◆ What to do
Every line of the data should be retyped with no difference from the original.
======
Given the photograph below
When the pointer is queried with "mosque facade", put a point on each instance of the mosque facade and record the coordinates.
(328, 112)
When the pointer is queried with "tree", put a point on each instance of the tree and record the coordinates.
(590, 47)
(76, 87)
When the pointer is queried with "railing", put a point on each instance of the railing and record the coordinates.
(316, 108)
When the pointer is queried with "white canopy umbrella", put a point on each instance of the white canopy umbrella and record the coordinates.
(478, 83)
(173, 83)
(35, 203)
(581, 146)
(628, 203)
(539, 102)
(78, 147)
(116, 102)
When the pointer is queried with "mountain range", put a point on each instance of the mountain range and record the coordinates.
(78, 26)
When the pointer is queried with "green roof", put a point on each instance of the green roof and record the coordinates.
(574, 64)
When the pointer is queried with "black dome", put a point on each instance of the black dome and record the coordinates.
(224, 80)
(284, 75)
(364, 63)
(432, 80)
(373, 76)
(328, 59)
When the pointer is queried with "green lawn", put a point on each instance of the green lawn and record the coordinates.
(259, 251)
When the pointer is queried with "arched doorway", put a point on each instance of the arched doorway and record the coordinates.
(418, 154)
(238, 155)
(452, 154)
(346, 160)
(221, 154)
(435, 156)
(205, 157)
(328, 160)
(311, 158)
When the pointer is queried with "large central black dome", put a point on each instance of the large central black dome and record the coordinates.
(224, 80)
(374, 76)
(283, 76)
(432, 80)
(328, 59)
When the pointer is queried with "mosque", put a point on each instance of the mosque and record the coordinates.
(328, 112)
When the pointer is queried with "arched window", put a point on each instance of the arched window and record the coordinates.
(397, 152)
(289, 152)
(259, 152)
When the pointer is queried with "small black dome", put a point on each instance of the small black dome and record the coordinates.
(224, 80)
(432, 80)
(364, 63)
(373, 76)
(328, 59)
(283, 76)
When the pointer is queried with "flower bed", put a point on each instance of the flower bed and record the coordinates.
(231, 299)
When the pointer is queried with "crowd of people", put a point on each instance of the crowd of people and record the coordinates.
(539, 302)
======
◆ Finished exercise
Given the photograph below
When the pointer is queried with "mosque facade", put a point on each instance of the mosque facade and record the coordinates.
(328, 112)
When the pointer is queried with "tree", put a point on each instance of the tree and record the coordinates.
(590, 47)
(76, 87)
When the pointer is queried with "railing", put a point on each instance of the railing and record the coordinates.
(316, 108)
When the pointer is queried with "white canopy umbrella", put a point on each instance of the white canopy umbrella and record the coordinates.
(478, 83)
(173, 83)
(35, 203)
(581, 146)
(628, 203)
(539, 102)
(78, 147)
(116, 102)
When the pointer is queried with "mountain range", put a point on each instance of the mountain range and record the coordinates.
(78, 26)
When the pointer is queried with "green roof", put a point on each instance of the green roof and record the coordinates.
(574, 64)
When the pointer is queried with "black dome", put a point on each instance of the black dome and record the coordinates.
(224, 80)
(284, 75)
(364, 63)
(432, 80)
(373, 76)
(328, 59)
When the pointer is queried with "green lawn", put a point on each instance of the green lawn and record the coordinates.
(259, 251)
When the pointer is queried with "arched doorway", put a point on each instance of the arched doorway and record the coordinates.
(418, 154)
(238, 155)
(452, 154)
(346, 160)
(221, 154)
(435, 156)
(205, 157)
(328, 160)
(311, 158)
When the pointer is queried with "large central black dome", put a point on each instance of the large central black dome and record the coordinates.
(224, 80)
(374, 76)
(283, 76)
(432, 80)
(328, 59)
When the pointer is queried with "mosque", put a point on each instance of the mosque and record the coordinates.
(328, 112)
When the pointer is queried with "arched window", put a point on each instance of the arched window and record the coordinates.
(397, 152)
(289, 152)
(259, 152)
When the pointer is queried with "small black dome", put a point on each instance of the small black dome and record the coordinates.
(224, 80)
(432, 80)
(364, 63)
(373, 76)
(328, 59)
(283, 76)
When the pointer is queried with "flower bed", put a point on each instance of the flower bed and record the coordinates.
(231, 299)
When the pointer is queried with "crowd of people", put a point on each instance of the crowd of people and record the coordinates.
(539, 302)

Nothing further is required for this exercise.